» GIVEN EXERCISE
Reproduce, word for word, the stretch of the records from the line containing "vehicle with a single marker." through the last line of the records.

====== DATA SUPPLIED

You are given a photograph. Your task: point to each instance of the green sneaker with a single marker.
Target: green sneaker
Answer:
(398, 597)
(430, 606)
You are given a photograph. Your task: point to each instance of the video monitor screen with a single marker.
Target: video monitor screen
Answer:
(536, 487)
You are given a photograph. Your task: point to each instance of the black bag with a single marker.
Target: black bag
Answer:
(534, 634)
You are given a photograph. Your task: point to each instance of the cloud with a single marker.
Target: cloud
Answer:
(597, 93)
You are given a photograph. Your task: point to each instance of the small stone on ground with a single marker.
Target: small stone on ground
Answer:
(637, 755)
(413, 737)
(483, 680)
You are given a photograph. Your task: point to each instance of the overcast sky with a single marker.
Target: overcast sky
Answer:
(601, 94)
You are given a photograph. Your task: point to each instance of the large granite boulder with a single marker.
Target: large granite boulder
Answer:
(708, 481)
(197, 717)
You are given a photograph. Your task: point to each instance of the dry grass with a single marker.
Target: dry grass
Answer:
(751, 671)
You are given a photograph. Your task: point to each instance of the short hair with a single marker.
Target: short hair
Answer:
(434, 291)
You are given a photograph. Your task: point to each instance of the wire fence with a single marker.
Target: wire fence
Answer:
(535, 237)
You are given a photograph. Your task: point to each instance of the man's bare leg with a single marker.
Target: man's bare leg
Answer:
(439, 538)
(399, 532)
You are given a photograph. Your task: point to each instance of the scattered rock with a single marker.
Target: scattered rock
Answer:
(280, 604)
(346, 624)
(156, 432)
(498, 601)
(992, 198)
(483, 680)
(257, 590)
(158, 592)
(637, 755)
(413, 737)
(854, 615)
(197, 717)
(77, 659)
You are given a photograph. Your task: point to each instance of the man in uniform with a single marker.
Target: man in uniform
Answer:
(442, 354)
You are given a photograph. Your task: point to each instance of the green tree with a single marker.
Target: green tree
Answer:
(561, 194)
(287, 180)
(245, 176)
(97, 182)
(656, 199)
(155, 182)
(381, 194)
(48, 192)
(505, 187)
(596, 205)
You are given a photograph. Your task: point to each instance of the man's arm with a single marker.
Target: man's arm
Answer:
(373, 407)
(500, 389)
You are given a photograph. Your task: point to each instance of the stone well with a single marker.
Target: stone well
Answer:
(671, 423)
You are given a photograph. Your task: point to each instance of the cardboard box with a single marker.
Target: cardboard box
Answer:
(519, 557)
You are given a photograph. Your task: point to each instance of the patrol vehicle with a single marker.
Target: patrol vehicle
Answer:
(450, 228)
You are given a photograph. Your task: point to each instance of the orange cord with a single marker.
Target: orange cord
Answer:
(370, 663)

============

» FULL RESPONSE
You are given a photograph. Your task: point to each instance of the patrol vehicle with a single marker.
Target: patrol vehicle
Answer:
(450, 228)
You are given a photograph. Your task: point to each instance of the orange cord with a single marker.
Target: orange cord
Answer:
(370, 663)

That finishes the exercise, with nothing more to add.